TASK GOAL -
Copy all lines below containing "through".
*** Begin section ***
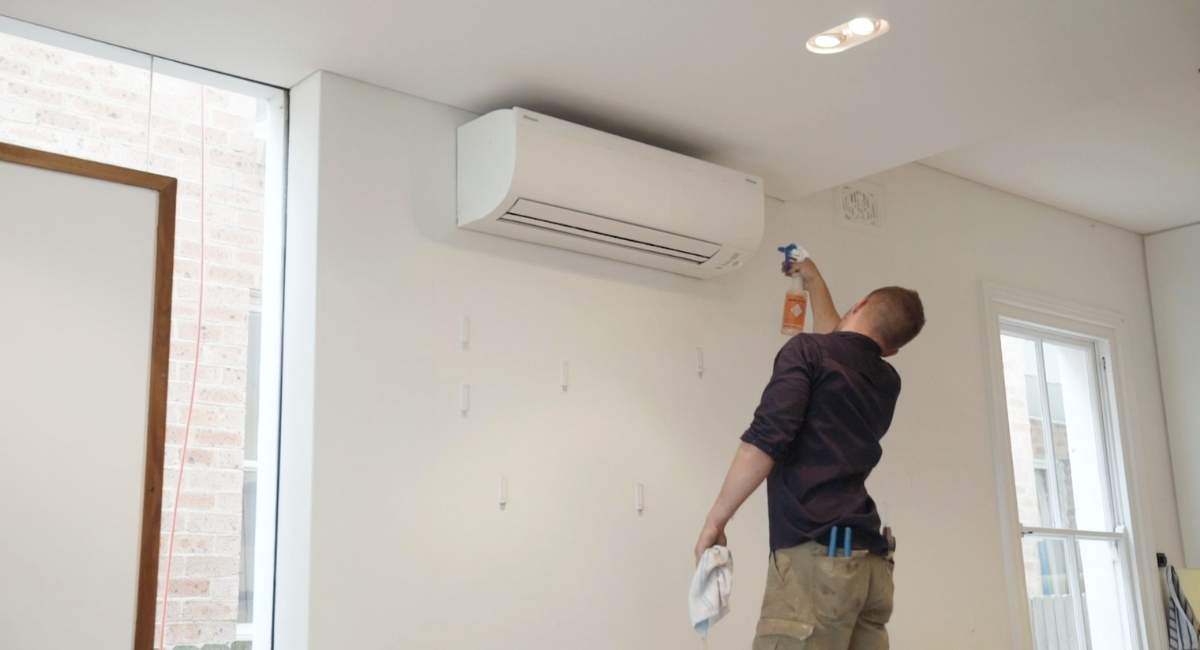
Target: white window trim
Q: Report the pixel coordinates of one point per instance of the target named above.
(1002, 302)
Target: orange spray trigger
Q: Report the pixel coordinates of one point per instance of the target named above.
(796, 302)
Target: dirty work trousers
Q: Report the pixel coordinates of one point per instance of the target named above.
(817, 602)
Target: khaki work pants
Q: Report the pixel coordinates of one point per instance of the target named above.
(817, 602)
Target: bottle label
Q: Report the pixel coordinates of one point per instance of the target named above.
(795, 307)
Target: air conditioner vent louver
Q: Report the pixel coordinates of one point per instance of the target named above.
(538, 179)
(574, 223)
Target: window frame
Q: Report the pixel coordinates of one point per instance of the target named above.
(1061, 531)
(1107, 330)
(261, 631)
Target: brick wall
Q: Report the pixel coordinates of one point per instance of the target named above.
(72, 103)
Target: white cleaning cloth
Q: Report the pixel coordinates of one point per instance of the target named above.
(708, 600)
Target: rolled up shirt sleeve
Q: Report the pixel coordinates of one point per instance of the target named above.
(785, 401)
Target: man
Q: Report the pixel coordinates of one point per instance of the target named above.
(815, 438)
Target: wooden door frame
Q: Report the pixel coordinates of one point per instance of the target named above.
(160, 354)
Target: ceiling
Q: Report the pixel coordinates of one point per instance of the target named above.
(726, 80)
(1132, 161)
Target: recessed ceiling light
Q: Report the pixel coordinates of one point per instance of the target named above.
(827, 41)
(862, 26)
(847, 35)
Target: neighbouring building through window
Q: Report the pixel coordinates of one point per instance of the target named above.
(223, 139)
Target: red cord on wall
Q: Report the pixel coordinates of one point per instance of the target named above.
(191, 401)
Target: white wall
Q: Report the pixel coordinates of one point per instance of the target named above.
(408, 546)
(1173, 259)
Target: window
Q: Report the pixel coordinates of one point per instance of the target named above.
(1074, 537)
(223, 138)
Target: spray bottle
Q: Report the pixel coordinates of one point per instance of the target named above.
(796, 302)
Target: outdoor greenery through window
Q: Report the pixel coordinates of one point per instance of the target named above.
(1074, 542)
(223, 139)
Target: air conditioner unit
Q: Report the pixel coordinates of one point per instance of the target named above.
(539, 179)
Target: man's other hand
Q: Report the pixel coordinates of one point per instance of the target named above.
(709, 537)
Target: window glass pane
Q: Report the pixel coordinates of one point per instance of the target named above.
(253, 360)
(1078, 437)
(1031, 462)
(1102, 585)
(214, 136)
(1049, 589)
(246, 577)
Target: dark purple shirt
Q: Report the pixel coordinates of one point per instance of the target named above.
(828, 403)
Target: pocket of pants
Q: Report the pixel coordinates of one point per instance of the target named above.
(781, 635)
(838, 588)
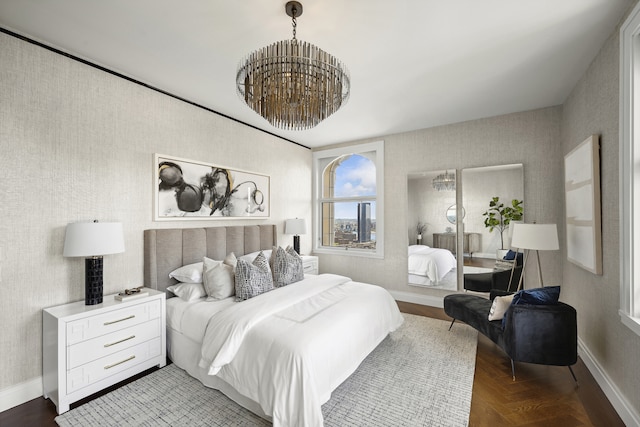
*** End section ***
ANSWER BOX -
Target: neighbouring building through window
Target: outdoor greenery through window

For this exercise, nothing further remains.